• _YOUR INSTRUCTIONS_:
The records below must be duplicated exactly, character for character.

== == ==

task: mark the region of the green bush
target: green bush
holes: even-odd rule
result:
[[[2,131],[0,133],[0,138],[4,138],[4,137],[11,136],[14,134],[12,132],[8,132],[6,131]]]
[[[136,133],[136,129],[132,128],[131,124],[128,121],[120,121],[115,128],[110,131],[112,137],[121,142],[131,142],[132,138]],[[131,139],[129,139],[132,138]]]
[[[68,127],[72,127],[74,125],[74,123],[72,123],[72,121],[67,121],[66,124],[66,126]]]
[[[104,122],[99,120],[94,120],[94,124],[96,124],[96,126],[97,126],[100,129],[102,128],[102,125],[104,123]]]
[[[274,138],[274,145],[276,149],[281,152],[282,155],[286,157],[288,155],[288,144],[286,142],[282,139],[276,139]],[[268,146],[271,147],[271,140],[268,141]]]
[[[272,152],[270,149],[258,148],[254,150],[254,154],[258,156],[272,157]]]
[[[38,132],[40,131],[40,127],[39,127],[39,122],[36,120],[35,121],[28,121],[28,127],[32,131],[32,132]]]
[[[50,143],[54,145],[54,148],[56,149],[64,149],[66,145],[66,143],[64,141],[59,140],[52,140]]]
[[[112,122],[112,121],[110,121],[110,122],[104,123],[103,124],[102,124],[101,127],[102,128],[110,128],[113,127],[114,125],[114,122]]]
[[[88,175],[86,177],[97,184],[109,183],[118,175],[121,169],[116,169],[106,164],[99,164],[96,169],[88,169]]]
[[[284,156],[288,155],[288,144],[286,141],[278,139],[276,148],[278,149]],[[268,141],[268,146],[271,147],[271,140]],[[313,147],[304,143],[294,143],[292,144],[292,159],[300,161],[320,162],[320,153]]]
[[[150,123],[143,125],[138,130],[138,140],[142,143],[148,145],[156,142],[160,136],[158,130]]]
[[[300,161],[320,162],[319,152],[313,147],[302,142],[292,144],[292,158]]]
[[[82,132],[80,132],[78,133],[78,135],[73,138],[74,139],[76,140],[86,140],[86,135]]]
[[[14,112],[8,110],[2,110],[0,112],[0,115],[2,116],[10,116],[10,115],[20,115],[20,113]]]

== == ==

• _SOLUTION TO THIS PROBLEM_:
task: mark the region of the green bush
target: green bush
holes: even-odd rule
result:
[[[2,131],[0,133],[0,138],[4,138],[4,137],[11,136],[14,134],[12,132],[8,132],[6,131]]]
[[[136,133],[136,129],[132,128],[131,124],[128,121],[120,121],[115,128],[110,131],[112,137],[121,142],[131,142],[132,138]],[[131,139],[129,139],[132,138]]]
[[[68,127],[72,127],[74,125],[74,123],[72,123],[72,121],[67,121],[66,124],[66,126]]]
[[[104,122],[99,120],[94,120],[94,124],[96,124],[96,126],[97,126],[100,129],[102,128],[102,125],[104,123]]]
[[[274,138],[274,145],[276,149],[281,152],[282,155],[286,157],[288,155],[288,144],[286,142],[282,139],[276,139]],[[268,146],[271,147],[271,140],[268,141]]]
[[[272,152],[270,149],[258,148],[254,150],[254,154],[258,156],[272,157]]]
[[[38,132],[40,131],[40,127],[39,127],[39,122],[36,120],[35,121],[28,121],[28,127],[32,131],[32,132]]]
[[[50,143],[54,145],[54,148],[56,149],[64,149],[66,145],[66,143],[64,141],[59,140],[52,140]]]
[[[112,122],[112,121],[110,121],[110,122],[104,123],[103,124],[102,124],[101,127],[102,128],[110,128],[113,127],[114,125],[114,122]]]
[[[88,175],[86,177],[97,184],[109,183],[118,175],[121,169],[116,169],[106,164],[99,164],[96,169],[88,169]]]
[[[284,156],[288,155],[288,144],[286,141],[278,139],[276,148],[278,149]],[[268,141],[268,146],[271,147],[271,140]],[[313,147],[304,143],[294,143],[292,144],[292,159],[300,161],[320,162],[320,153]]]
[[[150,123],[143,125],[138,130],[138,140],[142,143],[148,145],[156,142],[160,136],[158,130]]]
[[[300,161],[320,162],[319,152],[313,147],[302,142],[292,144],[292,158]]]
[[[82,132],[80,132],[78,133],[78,135],[73,138],[74,139],[76,140],[86,140],[86,135]]]
[[[14,112],[8,110],[2,110],[0,112],[0,115],[2,116],[10,116],[10,115],[20,115],[20,113]]]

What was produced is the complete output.